**Set task A:** Translate the sentence "For me, they come in bunches." from the poker passage into Spanish.

**Given passage:**
AAnomaly

"Well, you always lose with Aces, so why even play them?" My non-poker savvy wife has asked me. I usually laugh knowing, despite all my bubble exits getting my money in preflop with Aces, there is no hand I'd rather hold for those situations.

After last week, maybe I should revise my thinking. I played a second chance nightly late last week at the Beau. The plan was win over a 1k, hopefully 9, and then buy-in to the turbo mega on Saturday morning. Then play in the main event after taking it down. Good plan.

Started out okay. With barely over two tables left and a healthy, hearty, wholesome, and hale chip stack I was well on my way. In fact, there was only one bigger stack at my table and we might have been the two biggest stacks in the tournament. So, channeling Coyt Horkins, I thought, he's the guy who's going to double me up. I wanted Aces and lo and behold they showed up. I salivated but still I had a kernel of fear as it had been an odd tournament.

I listenend to Barry Greenstein say, or perhaps his son attribute this thought to Barry Greenstein: pros don't want big hands deep in tournaments. Use to think that was foolish. Supposedly Main Event chipleader Darvin Moon has just waited for Aces and Kings, sets and more and just kept doubling his stack. Why wouldn't I want Aces and take a rush of good fortune over having to earn it with post flop play and careful bet sizing?

Well, I got my fill of them on Friday night. After going through a long dry spell barely seeing them (live not online) for a couple of months, it felt like I got them every level. For me, they come in bunches. I won't see them forever and then like Friday night I can't get away from them...

First time, I limped with them in early position. I expected an overly aggressive player to my left to raise as I saw him load up his powder. Oddly, he limped. The BB checked and we went three to the flop.

**Set task B:** Print the dataset rows exactly, starting at the line that contains "Can you find the wooden column?" and ending at the last row.

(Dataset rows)

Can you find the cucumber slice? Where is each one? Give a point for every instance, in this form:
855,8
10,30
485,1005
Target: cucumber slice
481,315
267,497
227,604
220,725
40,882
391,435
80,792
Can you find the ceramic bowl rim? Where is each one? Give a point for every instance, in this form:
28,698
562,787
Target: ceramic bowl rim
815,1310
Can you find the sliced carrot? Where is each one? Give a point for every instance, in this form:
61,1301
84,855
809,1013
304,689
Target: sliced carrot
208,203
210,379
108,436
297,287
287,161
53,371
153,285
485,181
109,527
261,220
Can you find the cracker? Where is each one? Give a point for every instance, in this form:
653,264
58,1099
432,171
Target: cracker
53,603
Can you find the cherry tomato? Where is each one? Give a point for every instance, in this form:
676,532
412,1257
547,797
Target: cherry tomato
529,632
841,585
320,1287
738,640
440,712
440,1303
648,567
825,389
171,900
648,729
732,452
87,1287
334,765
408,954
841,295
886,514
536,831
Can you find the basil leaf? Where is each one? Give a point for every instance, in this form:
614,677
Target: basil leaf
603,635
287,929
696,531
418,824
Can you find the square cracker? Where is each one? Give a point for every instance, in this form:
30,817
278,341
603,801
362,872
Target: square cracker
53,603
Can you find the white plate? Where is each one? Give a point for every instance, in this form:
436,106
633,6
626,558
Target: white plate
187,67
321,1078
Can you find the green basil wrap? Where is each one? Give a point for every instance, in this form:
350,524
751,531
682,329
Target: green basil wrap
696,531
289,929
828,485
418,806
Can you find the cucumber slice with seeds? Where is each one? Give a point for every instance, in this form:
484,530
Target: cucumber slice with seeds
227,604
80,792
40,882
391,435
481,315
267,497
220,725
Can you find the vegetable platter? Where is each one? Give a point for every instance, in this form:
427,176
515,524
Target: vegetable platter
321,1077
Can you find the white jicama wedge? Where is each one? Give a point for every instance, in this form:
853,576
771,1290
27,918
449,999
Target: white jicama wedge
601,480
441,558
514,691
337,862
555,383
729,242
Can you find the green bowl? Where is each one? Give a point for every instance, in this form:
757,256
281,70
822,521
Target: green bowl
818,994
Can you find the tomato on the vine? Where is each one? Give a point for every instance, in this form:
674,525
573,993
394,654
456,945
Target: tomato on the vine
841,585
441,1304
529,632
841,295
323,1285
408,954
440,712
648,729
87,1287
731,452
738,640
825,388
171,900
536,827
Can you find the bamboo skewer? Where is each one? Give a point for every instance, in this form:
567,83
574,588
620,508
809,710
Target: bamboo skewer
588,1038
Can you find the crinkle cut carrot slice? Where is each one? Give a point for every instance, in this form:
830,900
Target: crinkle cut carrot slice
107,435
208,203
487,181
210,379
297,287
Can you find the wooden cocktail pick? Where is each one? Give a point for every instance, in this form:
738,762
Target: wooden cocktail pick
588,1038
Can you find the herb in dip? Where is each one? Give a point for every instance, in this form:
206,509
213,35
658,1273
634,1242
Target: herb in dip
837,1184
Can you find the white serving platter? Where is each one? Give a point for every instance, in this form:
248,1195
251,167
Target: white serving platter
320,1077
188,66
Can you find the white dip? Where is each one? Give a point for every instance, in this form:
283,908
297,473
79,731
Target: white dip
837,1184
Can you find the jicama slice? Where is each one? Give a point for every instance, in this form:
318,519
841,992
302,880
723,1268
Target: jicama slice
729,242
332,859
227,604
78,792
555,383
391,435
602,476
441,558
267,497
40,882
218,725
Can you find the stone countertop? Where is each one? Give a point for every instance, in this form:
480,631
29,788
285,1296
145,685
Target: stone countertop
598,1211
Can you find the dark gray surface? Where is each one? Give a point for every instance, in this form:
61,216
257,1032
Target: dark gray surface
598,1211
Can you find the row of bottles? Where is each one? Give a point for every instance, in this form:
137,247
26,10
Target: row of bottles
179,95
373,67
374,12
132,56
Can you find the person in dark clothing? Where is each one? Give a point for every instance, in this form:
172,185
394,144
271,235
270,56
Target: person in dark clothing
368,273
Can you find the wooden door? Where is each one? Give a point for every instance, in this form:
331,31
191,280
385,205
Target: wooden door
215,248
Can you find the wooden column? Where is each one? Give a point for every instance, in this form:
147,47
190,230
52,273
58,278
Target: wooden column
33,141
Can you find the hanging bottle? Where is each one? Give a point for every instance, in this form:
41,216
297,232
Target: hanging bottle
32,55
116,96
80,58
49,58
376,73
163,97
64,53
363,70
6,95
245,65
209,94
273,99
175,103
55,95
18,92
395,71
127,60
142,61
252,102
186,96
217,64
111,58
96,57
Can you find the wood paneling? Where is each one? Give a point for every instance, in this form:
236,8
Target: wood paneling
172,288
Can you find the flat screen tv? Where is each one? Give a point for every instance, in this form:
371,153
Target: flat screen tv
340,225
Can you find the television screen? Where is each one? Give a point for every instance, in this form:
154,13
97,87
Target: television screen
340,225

**Complete answer A:** Para mí, llegan en rachas.

**Complete answer B:**
Can you find the wooden column? Where is each one? Give a point for every instance, in this form:
147,47
190,230
52,273
58,278
Target: wooden column
33,141
Can you find the hanging bottle? Where is each one? Give a point for every instance, in this form:
41,216
297,232
Target: hanging bottle
32,55
116,96
80,58
49,58
376,73
163,97
64,53
363,70
6,95
245,65
209,94
273,99
175,103
55,95
18,92
395,71
127,60
142,61
252,102
186,96
217,64
111,58
96,57
Can you find the wood paneling? Where is each one? Give a point for every instance, in this form:
236,8
Target: wood paneling
172,288
Can you find the flat screen tv? Where is each one? Give a point for every instance, in this form:
371,153
Target: flat screen tv
340,225
Can you find the television screen? Where is each one? Give a point for every instance, in this form:
154,13
97,87
Target: television screen
340,225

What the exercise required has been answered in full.